EXCERPT:
>> Begin

Crudo by Olivia Laing

Near the end of Crudo, the book’s protagonist, Kathy, is having a conversation about plagiarism, which doesn’t concern her, and we get this: “You take what you find, it’s all material, I mean what is art if it’s not plagiarising the world?” (121). Which is a pretty good thesis statement for the novel as a whole, which is full of bits of actual life: people’s tweets, bits of news headlines, details from Kathy Acker’s life and quotes from her writing, and details from Olivia Laing’s life, too: moments from the summer of 2017, twined with fiction to make a novel about the anxieties of that particular moment, both globally/politically and personally for the protagonist (who is on the verge of marriage when the book opens and not sure she’s suited to it). It was interesting to read this book so soon after I read Laing’s The Lonely City: the proximity in time of my reading experiences made the points of overlap between the texts stand out to me—little things like references to Basquiat, or the Alphabet City location of Ninth Street Espresso, but also bigger themes of how people relate to each other.

>> End

EXERCISE MATERIALS:
>> Begin

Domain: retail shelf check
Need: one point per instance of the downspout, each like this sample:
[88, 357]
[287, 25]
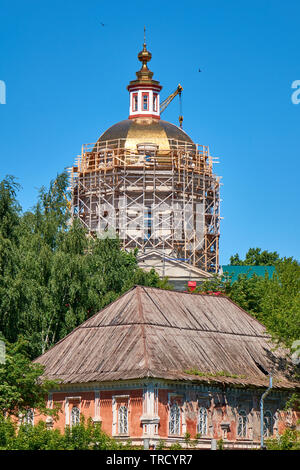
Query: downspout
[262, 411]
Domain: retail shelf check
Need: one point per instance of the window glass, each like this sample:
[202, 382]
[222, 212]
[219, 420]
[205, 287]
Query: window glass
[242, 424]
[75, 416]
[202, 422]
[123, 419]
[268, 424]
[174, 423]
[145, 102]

>> End
>> Begin

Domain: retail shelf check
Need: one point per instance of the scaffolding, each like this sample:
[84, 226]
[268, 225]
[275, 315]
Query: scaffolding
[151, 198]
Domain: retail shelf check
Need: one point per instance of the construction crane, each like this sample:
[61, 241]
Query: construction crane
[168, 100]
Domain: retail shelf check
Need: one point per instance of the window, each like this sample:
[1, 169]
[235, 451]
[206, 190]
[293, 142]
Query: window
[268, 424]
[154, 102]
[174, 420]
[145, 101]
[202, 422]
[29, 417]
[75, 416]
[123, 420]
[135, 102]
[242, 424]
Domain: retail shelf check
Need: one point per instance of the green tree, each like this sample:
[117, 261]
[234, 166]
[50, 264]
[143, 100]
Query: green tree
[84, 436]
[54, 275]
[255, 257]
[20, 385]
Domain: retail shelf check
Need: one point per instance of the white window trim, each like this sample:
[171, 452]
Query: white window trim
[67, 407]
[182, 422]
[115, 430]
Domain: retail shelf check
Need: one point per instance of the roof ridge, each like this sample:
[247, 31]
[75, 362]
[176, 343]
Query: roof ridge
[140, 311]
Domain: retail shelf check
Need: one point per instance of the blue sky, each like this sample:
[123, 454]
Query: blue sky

>> End
>> Begin

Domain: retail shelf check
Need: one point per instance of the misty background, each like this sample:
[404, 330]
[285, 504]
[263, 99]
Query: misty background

>> End

REQUIRED TASK 1: Find every line in the entries that contains the string "ridge". Copy each of those lines. Case counts.
REQUIRED TASK 2: Extend the review of Crudo past its final sentence.

RESULT 1:
Need: one point per instance of the roof ridge, each like this sample:
Query: roof ridge

RESULT 2:
I liked both books, but I liked Crudo more, the style and pacing of it, the narrative playfulness, the prickliness of the protagonist. (From page 2: “Was Kathy nice? Unclear.”) So, plotwise: Kathy is 40; Kathy is getting married. Kathy and her husband-to-be are in Italy together, and then in England, where they live. They are preparing for their wedding, and Kathy is preparing for a trip to New York, and it kind of feels like the world might end. I like how the narrative looks at Kathy’s personal happiness and how it contrasts with her unease with the state of the world and also looks at her personal unease, the question not only of how to be happy/in love when it seems like the world is falling apart, but also the question of how to be happy/in love when one is perhaps a difficult person, and when solitude/loneliness has been, or has seemed to be, a key part of one’s identity. I like passages like this:

You think you know yourself inside out when you live alone, but you don’t, you believe you are a calm untroubled or at worst melancholic person, you do not realise how irritable you are, how any little thing, the wrong kind of touch or tone, a lack of speed in answering a question, a particular cast of expression will send you into apoplexy because you are unchill, because you have not learnt how to soften your borders, how to make room. You’re selfish and rigid and absorbed, you’re like an infant. (65-66)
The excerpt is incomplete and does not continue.